Records

━━━

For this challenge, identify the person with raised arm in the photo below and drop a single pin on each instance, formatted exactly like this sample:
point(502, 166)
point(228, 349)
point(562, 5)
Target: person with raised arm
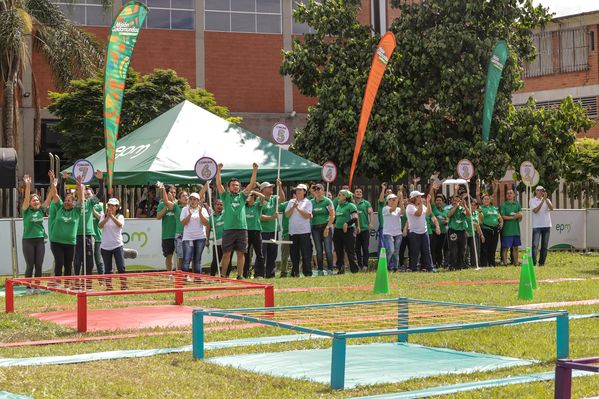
point(235, 237)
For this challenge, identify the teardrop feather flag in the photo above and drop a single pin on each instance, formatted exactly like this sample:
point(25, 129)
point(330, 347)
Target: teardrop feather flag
point(496, 65)
point(123, 36)
point(379, 64)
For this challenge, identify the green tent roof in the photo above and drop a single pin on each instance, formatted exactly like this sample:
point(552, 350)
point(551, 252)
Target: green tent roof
point(167, 148)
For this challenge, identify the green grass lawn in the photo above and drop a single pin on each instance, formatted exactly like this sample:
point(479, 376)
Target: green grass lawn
point(180, 376)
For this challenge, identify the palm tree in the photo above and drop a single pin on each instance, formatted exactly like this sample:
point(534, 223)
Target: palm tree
point(39, 25)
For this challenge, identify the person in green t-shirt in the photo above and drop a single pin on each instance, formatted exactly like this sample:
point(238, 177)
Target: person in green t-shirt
point(456, 232)
point(169, 224)
point(98, 211)
point(323, 216)
point(253, 212)
point(491, 226)
point(366, 223)
point(34, 233)
point(511, 213)
point(270, 225)
point(346, 217)
point(235, 237)
point(64, 226)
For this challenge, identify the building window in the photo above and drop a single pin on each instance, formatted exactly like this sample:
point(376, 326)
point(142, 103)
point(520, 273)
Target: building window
point(251, 16)
point(169, 14)
point(543, 62)
point(298, 28)
point(574, 51)
point(86, 12)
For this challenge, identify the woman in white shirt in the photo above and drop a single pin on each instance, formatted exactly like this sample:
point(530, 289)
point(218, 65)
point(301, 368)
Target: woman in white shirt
point(419, 242)
point(112, 223)
point(392, 230)
point(194, 218)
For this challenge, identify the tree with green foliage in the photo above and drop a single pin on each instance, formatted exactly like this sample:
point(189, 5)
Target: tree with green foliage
point(146, 97)
point(39, 25)
point(428, 111)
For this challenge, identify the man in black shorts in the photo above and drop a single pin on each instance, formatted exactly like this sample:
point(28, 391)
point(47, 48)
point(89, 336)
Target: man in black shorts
point(235, 236)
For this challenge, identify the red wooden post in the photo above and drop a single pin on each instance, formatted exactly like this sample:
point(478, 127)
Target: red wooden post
point(82, 312)
point(9, 298)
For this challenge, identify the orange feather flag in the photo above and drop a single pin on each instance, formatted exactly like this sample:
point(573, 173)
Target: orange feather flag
point(379, 64)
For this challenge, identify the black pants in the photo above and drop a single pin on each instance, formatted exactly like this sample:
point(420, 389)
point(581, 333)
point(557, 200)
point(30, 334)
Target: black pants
point(89, 254)
point(63, 258)
point(457, 248)
point(362, 242)
point(301, 246)
point(437, 244)
point(345, 243)
point(214, 265)
point(254, 242)
point(269, 250)
point(489, 247)
point(33, 252)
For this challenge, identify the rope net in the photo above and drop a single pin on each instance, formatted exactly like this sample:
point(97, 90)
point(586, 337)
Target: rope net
point(134, 283)
point(381, 315)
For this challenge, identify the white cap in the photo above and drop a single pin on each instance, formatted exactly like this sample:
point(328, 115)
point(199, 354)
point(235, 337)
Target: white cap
point(415, 194)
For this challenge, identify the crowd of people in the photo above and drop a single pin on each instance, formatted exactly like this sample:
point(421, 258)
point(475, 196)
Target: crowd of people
point(418, 231)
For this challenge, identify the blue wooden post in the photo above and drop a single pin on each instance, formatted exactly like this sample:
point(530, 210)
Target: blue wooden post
point(563, 336)
point(197, 334)
point(338, 362)
point(402, 318)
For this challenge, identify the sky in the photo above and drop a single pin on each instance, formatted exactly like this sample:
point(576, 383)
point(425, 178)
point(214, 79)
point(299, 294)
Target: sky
point(569, 7)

━━━

- Stated problem -
Rewrite all of the lines above, changing "challenge" to "task" wherever it appears and keeping everything else the same. Omit the pictures.

- The reply -
For this task, identify the person with raised arm in the photo below and drop a single pin on each instance, formatted exactly like this sample:
point(502, 166)
point(228, 349)
point(562, 5)
Target: person with raised arm
point(235, 237)
For this task, identify the teardrop feather flag in the photo above and drop a single pin on each instance, formatted exactly like this sample:
point(25, 129)
point(330, 347)
Target: teardrop feather flag
point(496, 65)
point(123, 36)
point(379, 64)
For this task, identify the green tent roof in the photo above and drop a single pin on each instance, formatted exactly like this sample:
point(552, 350)
point(551, 252)
Target: green tent roof
point(167, 148)
For this task, identify the green grass lawn in the photo above and drop a single pin on each instance, formatted exactly like this sample:
point(479, 376)
Target: green grass lawn
point(180, 376)
For this task, identify the palm tree in the photo above and drop a single pin on each instance, formatted exactly like this sample:
point(534, 223)
Target: palm tree
point(39, 25)
For this task, identify the person in green t-shirt in the photo above and drop a single pin on each instance, formatted exactly like this sample:
point(238, 177)
Target: person in green t-shirt
point(456, 232)
point(169, 224)
point(98, 211)
point(323, 216)
point(253, 212)
point(491, 226)
point(366, 223)
point(34, 233)
point(511, 213)
point(270, 225)
point(346, 217)
point(235, 237)
point(64, 226)
For this task, identify the building window in the photo above and drop a single pin on each instance, formatted exactly like this sample:
point(376, 326)
point(142, 103)
point(520, 273)
Target: building window
point(251, 16)
point(169, 14)
point(543, 62)
point(298, 28)
point(574, 51)
point(86, 12)
For this task, identify the woman in white shirt in the photo above and drop a single pin on each instance, formatted exactly like this sample:
point(530, 289)
point(218, 65)
point(301, 368)
Target: woman in white shirt
point(419, 242)
point(112, 223)
point(392, 230)
point(194, 218)
For this task, identify the tree with green foliage in the photo above and drop a single pin on each instance, formatted exactly like this sample:
point(189, 5)
Target: tree with green foliage
point(146, 97)
point(39, 25)
point(428, 111)
For this task, identify the man in black shorts in the photo above and drop a single pin on each instance, formatted exactly like this sample:
point(28, 391)
point(47, 48)
point(89, 336)
Target: man in black shorts
point(235, 236)
For this task, identify the red wooden post in the photo above and drop a single pin on each instance, formatted exactly like this sample:
point(478, 127)
Target: red wooden post
point(82, 312)
point(9, 298)
For this task, identify the orange feather flag in the photo above and drop a single pin on each instance, formatted exactly like this sample:
point(573, 173)
Target: orange feather flag
point(379, 64)
For this task, identify the black pants in the photo above and drop a single pin on each instance, formatted exactly like this sample:
point(420, 389)
point(581, 333)
point(557, 200)
point(30, 334)
Target: black pants
point(89, 254)
point(63, 258)
point(457, 248)
point(362, 242)
point(301, 246)
point(437, 244)
point(345, 243)
point(214, 265)
point(254, 242)
point(269, 250)
point(489, 247)
point(33, 252)
For this task, identify the rope net in the photo above and drop a single pin on each instance, formatted exactly like this sample:
point(97, 90)
point(586, 337)
Target: rope net
point(134, 283)
point(381, 315)
For this task, identify the white cap in the photo above and drop a single pin on each instance, formatted exactly like this sample:
point(328, 115)
point(199, 354)
point(235, 337)
Target: white cap
point(415, 194)
For this task, identify the crowd of people in the photo above and drop a single pin on each instance, formatted exactly like this sample:
point(421, 258)
point(475, 196)
Target: crowd of people
point(418, 231)
For this task, identify the blue wooden post in the photo above and drop a single pin on each instance, formatted exactly like this sample:
point(530, 210)
Target: blue wooden post
point(563, 336)
point(197, 334)
point(338, 362)
point(402, 318)
For this task, identify the sky in the photo above and drop a single pin on each instance, formatted exactly like this sample:
point(576, 383)
point(425, 178)
point(214, 79)
point(299, 294)
Target: sky
point(569, 7)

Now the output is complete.